- [Отрывок текста]:
══════════════════════════════
Помимо прочего, я не смог бы перестать рисовать и писать, потому что этому меня научил мой отец, и мой долг перед ним неотменим.

 

Искусство сопротивления

 

Очень долго я думал, что главное в жизни, это умение сопротивляться окружающей среде. Вы так – а я наоборот, и это был основной принцип, он казался мне исключительно важным. В школьные годы мы выпускали газету «Красный лапоть», потом газету с белогвардейским названием «Наше слово», а потом журнал «Голос». Мы это – я и Андрей Добрынин, мой ближайший друг школьных лет, какое-то время мы даже сидели за одной партой. Школьное прозвище Бункер пристало к Добрынину навсегда, во всяком случае, я его иначе никогда не называл. Мы с Бункером выпустили больше сотни газет – некоторые сохранились.
══════════════════════════════
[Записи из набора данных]
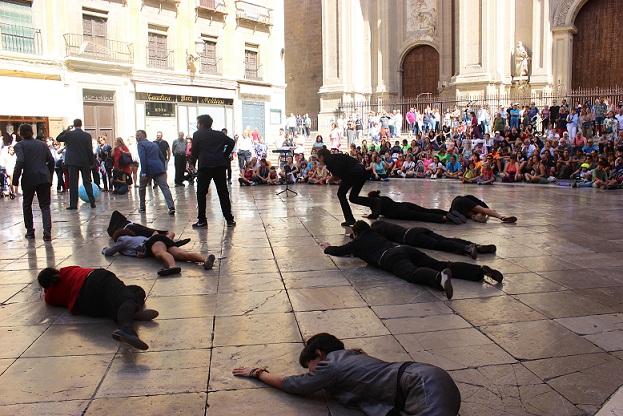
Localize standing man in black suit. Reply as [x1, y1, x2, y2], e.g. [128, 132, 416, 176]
[317, 147, 367, 227]
[191, 114, 236, 228]
[56, 118, 95, 209]
[13, 124, 54, 241]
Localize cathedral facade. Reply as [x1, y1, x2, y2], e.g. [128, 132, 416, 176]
[285, 0, 623, 127]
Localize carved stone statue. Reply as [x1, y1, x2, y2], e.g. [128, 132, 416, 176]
[407, 0, 437, 39]
[515, 41, 530, 77]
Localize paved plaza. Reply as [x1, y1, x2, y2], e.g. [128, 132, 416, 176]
[0, 180, 623, 416]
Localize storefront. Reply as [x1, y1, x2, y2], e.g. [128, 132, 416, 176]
[82, 89, 115, 145]
[136, 92, 234, 142]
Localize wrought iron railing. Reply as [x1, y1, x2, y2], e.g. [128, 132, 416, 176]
[244, 65, 263, 81]
[197, 0, 227, 13]
[0, 23, 42, 55]
[147, 48, 175, 71]
[63, 33, 134, 64]
[200, 55, 221, 75]
[236, 0, 271, 26]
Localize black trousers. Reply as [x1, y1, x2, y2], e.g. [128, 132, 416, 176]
[197, 166, 234, 222]
[372, 221, 473, 254]
[174, 155, 186, 185]
[337, 165, 366, 221]
[22, 183, 52, 234]
[67, 166, 95, 208]
[74, 269, 146, 331]
[381, 246, 485, 290]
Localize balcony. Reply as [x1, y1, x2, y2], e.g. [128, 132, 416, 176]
[200, 55, 221, 75]
[63, 33, 134, 65]
[197, 0, 227, 14]
[236, 0, 272, 29]
[0, 23, 42, 55]
[147, 48, 175, 71]
[244, 66, 263, 81]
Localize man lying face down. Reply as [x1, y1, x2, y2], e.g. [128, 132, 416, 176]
[321, 221, 503, 299]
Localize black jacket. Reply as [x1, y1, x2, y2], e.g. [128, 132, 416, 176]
[324, 231, 399, 267]
[370, 221, 430, 244]
[191, 129, 235, 169]
[56, 129, 95, 168]
[324, 153, 365, 180]
[13, 139, 54, 189]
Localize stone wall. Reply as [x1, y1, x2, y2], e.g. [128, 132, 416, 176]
[284, 0, 322, 115]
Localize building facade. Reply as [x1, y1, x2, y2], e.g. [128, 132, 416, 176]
[286, 0, 623, 131]
[0, 0, 285, 141]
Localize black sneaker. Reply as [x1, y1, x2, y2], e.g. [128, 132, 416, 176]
[175, 238, 190, 247]
[465, 244, 478, 260]
[482, 266, 504, 283]
[476, 244, 497, 254]
[438, 269, 454, 299]
[203, 254, 216, 270]
[112, 329, 149, 351]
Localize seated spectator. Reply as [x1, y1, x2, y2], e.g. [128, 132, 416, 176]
[372, 155, 388, 181]
[426, 156, 446, 179]
[445, 155, 463, 179]
[461, 162, 480, 183]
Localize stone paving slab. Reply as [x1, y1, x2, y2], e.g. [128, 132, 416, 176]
[0, 180, 623, 416]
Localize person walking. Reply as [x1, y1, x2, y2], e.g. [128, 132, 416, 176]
[12, 124, 54, 241]
[191, 114, 236, 228]
[56, 118, 95, 210]
[136, 130, 175, 215]
[154, 131, 171, 189]
[171, 131, 186, 186]
[317, 148, 366, 227]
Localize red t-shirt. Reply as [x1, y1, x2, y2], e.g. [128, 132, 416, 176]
[45, 266, 95, 313]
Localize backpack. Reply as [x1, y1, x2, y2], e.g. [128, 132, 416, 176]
[119, 152, 132, 167]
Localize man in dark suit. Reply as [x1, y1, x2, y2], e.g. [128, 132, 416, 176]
[56, 119, 95, 209]
[13, 124, 54, 241]
[191, 114, 236, 228]
[317, 148, 366, 227]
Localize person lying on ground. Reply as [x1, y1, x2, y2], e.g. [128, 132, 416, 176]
[359, 191, 462, 224]
[232, 333, 461, 416]
[370, 221, 496, 259]
[320, 221, 504, 299]
[449, 195, 517, 224]
[106, 211, 190, 247]
[102, 229, 216, 276]
[37, 266, 158, 350]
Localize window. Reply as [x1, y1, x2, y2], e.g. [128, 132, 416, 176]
[147, 32, 169, 68]
[82, 14, 106, 45]
[201, 39, 218, 74]
[244, 49, 260, 79]
[0, 1, 40, 53]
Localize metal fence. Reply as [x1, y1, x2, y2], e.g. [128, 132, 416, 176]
[63, 33, 134, 64]
[0, 23, 41, 55]
[335, 87, 623, 132]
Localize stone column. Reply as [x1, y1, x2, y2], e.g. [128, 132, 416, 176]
[552, 26, 577, 93]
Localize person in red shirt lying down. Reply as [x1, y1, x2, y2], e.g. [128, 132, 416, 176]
[37, 266, 158, 350]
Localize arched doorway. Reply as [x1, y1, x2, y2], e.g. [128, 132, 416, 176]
[571, 0, 623, 88]
[402, 45, 439, 98]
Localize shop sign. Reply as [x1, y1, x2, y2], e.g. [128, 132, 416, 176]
[136, 92, 234, 105]
[82, 89, 115, 103]
[145, 102, 175, 117]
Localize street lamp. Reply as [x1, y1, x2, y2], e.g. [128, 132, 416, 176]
[186, 36, 205, 74]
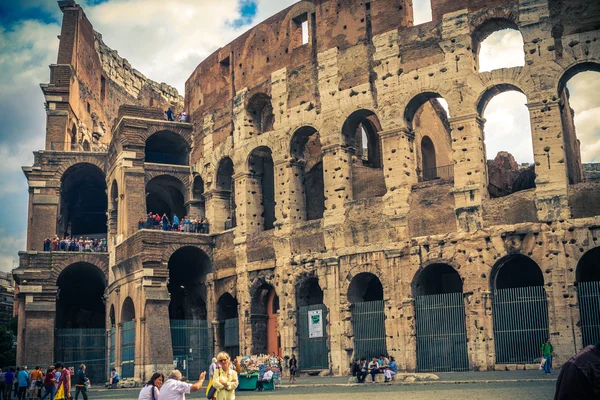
══════════════════════════════
- [Задание]: Перепишите весь отрывок текста слово в слово, ничего не меняя. Эти записи взяты из другого источника.

- [Ответ ниже]:
Помимо прочего, я не смог бы перестать рисовать и писать, потому что этому меня научил мой отец, и мой долг перед ним неотменим.

 

Искусство сопротивления

 

Очень долго я думал, что главное в жизни, это умение сопротивляться окружающей среде. Вы так – а я наоборот, и это был основной принцип, он казался мне исключительно важным. В школьные годы мы выпускали газету «Красный лапоть», потом газету с белогвардейским названием «Наше слово», а потом журнал «Голос». Мы это – я и Андрей Добрынин, мой ближайший друг школьных лет, какое-то время мы даже сидели за одной партой. Школьное прозвище Бункер пристало к Добрынину навсегда, во всяком случае, я его иначе никогда не называл. Мы с Бункером выпустили больше сотни газет – некоторые сохранились.